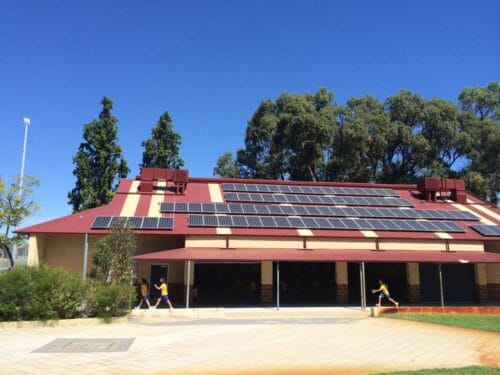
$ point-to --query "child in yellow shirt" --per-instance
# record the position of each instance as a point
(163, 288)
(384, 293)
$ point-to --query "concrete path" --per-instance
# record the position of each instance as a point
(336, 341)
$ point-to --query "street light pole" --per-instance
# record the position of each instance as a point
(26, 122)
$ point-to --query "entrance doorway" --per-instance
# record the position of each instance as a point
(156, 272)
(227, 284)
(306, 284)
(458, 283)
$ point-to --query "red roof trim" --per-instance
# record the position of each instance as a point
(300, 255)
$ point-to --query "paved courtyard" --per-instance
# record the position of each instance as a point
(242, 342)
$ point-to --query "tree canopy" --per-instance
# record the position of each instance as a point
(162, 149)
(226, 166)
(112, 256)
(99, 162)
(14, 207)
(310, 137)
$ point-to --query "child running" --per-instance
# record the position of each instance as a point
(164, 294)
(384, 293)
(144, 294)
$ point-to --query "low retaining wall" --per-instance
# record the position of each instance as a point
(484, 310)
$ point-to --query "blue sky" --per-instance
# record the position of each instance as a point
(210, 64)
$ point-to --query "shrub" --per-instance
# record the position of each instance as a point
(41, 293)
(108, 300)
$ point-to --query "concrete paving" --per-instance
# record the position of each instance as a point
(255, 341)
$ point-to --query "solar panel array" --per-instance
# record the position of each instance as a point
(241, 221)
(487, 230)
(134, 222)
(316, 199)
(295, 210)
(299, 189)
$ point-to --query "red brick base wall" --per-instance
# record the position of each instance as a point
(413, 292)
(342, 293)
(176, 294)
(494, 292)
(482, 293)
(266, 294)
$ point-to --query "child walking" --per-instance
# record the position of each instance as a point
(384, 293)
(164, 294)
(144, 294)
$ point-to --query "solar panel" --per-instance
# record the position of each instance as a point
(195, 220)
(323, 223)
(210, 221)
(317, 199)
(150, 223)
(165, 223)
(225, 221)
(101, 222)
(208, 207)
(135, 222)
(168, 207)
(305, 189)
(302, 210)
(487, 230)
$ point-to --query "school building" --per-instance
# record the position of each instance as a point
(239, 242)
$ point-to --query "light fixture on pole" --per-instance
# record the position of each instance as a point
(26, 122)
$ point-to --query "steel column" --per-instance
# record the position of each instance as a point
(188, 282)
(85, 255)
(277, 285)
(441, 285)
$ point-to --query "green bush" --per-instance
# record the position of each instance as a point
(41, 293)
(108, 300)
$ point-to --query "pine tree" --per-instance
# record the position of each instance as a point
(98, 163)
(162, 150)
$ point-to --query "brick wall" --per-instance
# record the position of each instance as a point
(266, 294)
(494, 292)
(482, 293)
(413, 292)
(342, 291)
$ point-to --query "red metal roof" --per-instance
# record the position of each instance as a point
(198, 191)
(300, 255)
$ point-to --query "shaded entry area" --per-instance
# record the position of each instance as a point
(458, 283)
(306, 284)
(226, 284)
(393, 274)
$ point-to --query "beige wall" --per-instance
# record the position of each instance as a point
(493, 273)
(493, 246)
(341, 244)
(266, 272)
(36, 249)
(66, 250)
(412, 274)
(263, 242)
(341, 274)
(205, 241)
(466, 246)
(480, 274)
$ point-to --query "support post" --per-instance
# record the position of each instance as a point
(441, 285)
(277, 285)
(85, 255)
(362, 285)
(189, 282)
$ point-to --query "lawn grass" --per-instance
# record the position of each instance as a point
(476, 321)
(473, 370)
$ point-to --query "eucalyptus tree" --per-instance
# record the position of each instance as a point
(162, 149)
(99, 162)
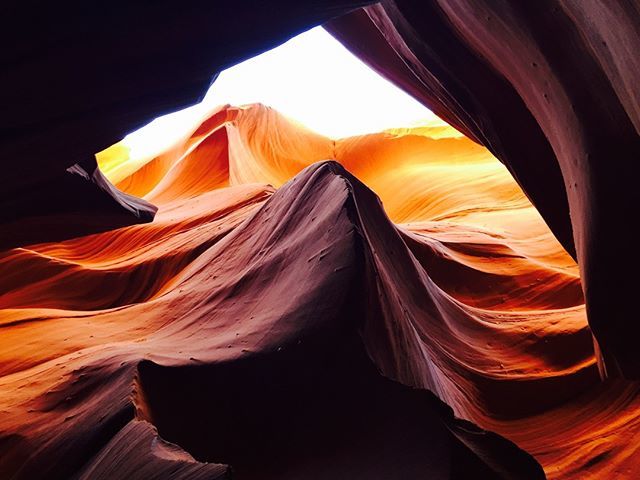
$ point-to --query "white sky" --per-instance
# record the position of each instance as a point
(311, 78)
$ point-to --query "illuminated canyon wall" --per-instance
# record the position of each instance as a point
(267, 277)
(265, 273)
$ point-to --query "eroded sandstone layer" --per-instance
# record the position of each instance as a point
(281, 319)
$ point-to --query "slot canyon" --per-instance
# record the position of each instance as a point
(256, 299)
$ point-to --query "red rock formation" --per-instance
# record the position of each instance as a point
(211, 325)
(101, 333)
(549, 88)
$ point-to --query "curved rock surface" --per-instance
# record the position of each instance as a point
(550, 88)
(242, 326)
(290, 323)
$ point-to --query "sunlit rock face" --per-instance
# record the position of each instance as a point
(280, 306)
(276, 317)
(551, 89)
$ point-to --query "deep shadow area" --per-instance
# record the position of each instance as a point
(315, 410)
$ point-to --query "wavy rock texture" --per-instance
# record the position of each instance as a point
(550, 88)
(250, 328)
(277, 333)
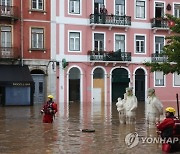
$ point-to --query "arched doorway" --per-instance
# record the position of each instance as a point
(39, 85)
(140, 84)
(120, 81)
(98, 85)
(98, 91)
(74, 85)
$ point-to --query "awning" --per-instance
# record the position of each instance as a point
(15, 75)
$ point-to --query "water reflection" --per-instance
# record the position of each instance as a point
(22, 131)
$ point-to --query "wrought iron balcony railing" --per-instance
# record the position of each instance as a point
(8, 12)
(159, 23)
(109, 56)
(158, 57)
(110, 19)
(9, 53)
########
» **YOUR OBJECTIVE**: Each record above should be copied character for character, with pictures dropped.

» **RESULT OF THE EXERCISE**:
$ point-to --query "child in yellow shirt" --per-instance
# record the position of each instance as a point
(163, 288)
(384, 293)
$ point-to --query "concrete path" --per-instance
# record the position of each instance as a point
(336, 341)
$ point-to --query "street light pole" --per-instance
# record the position of each instance as a point
(26, 122)
$ point-to --query "entrance doorway" --per-instance
# record the position of each instance as a point
(156, 272)
(227, 284)
(306, 284)
(458, 283)
$ point-to --query "red roof trim" --per-instance
# record the position of each instance as a point
(300, 255)
$ point-to --query "paved courtyard" --per-instance
# record the position of each instance as a point
(242, 342)
$ point-to --query "tree canopy" --per-instance
# record the position of each instance as a point
(162, 149)
(226, 166)
(112, 256)
(99, 162)
(14, 207)
(310, 137)
$ point-to --query "child running" --per-instance
# record the position of each instance as a point
(164, 294)
(384, 293)
(144, 294)
$ point-to --query "low retaining wall" --per-instance
# record the position of each instance as a point
(484, 310)
$ point-to --query "blue sky" --per-instance
# record the position of each instance as a point
(210, 64)
$ point-to --query "shrub" --per-instance
# record the position of each instance as a point
(41, 293)
(108, 300)
$ point-to --query "concrete paving" --per-instance
# record the position of each instance as a point
(255, 341)
$ point-to --query "solar panel array" --per-instance
# record the position of each instance as a point
(241, 221)
(487, 230)
(134, 222)
(316, 199)
(295, 210)
(299, 189)
$ point-to --query "red brick base wall" --per-instance
# record the position of each instance as a point
(413, 292)
(342, 293)
(176, 294)
(494, 292)
(482, 293)
(266, 294)
$ point-to --query "child walking" --per-instance
# record the position of each instance as a point
(384, 293)
(164, 294)
(144, 294)
$ point-to --query "solar panel" --per-instance
# record the position of each instance as a point
(195, 220)
(323, 223)
(210, 221)
(317, 199)
(150, 223)
(165, 223)
(225, 221)
(101, 222)
(208, 207)
(135, 222)
(168, 207)
(305, 189)
(302, 210)
(487, 230)
$ point-to --query "school building" --per-instance
# record the position of each instance as a point
(239, 242)
$ point-to --query "light fixture on pole" --per-instance
# record the position of each instance as a point
(26, 122)
$ point-to --query "steel column" --per-instance
# record the position of each instance as a point
(188, 282)
(85, 255)
(277, 285)
(441, 285)
$ point-to --query "green bush" --per-instance
# record the position of each instance as a point
(41, 293)
(108, 300)
$ point-to --query "pine tree" --per-instance
# record the position of each instance as a point
(98, 163)
(162, 150)
$ point-to --query "brick wall" --per-instance
# record the position of each instance as a point
(266, 294)
(494, 292)
(482, 293)
(413, 292)
(342, 291)
$ point-to --query "red metal roof" --per-instance
# record the position of each instance as a point
(198, 191)
(300, 255)
$ point-to --query "shaded entry area" --per-instance
# record the position of each instance as a point
(458, 283)
(306, 284)
(226, 284)
(393, 274)
$ point-to --query "beige wall" --per-instance
# record the position of each instance as a point
(493, 273)
(493, 246)
(341, 244)
(266, 272)
(36, 249)
(66, 250)
(412, 274)
(263, 242)
(341, 274)
(205, 241)
(466, 246)
(480, 274)
$ point-to --query "support post" --per-instance
# record the position of each instance as a point
(441, 285)
(277, 285)
(85, 255)
(362, 285)
(189, 282)
$ point-to --query "lawn grass" --per-instance
# record the position of each instance as a point
(476, 321)
(473, 370)
$ point-to --query "eucalyptus tree" --per-instance
# record the position of each instance as a point
(162, 149)
(99, 162)
$ point-to --query "white sky" --per-instance
# record the position of each instance as a point
(311, 78)
$ point-to --query "illuminated canyon wall" --per-instance
# record the position of each instance as a point
(267, 277)
(265, 273)
$ point-to --query "eroded sandstone layer" --per-instance
# record the position of each instance as a point
(281, 319)
$ point-to --query "slot canyon" --per-instance
# record the position of each instance as a point
(256, 299)
$ point-to --query "red rock formation" --per-instance
# record the position of each instance as a point
(211, 325)
(101, 333)
(549, 88)
$ point-to --query "curved rock surface" --per-instance
# record the position of each instance as a point
(550, 88)
(242, 326)
(290, 323)
$ point-to --query "sunlit rock face" --per-instance
# record the position of each instance as a point
(280, 306)
(276, 317)
(551, 89)
$ point-to --query "deep shadow area" --per-instance
# record the position of each instance as a point
(315, 410)
$ point-to --query "wavy rock texture" --per-instance
# record the position of each instance as a point
(550, 88)
(250, 328)
(277, 333)
$ point-to --query "arched doorway" --per-instance
# record the position of each instance as a point
(39, 85)
(140, 84)
(120, 81)
(98, 85)
(98, 91)
(74, 85)
$ point-to --query "awning" --per-instance
# record the position of each instance as a point
(15, 75)
$ point-to --query "water reflection" --per-instance
# record the position of each instance as a point
(22, 131)
$ point-to --query "wrought iron balcony railing" --per-instance
# record the position of each instance as a point
(8, 12)
(159, 23)
(109, 56)
(158, 57)
(110, 19)
(9, 53)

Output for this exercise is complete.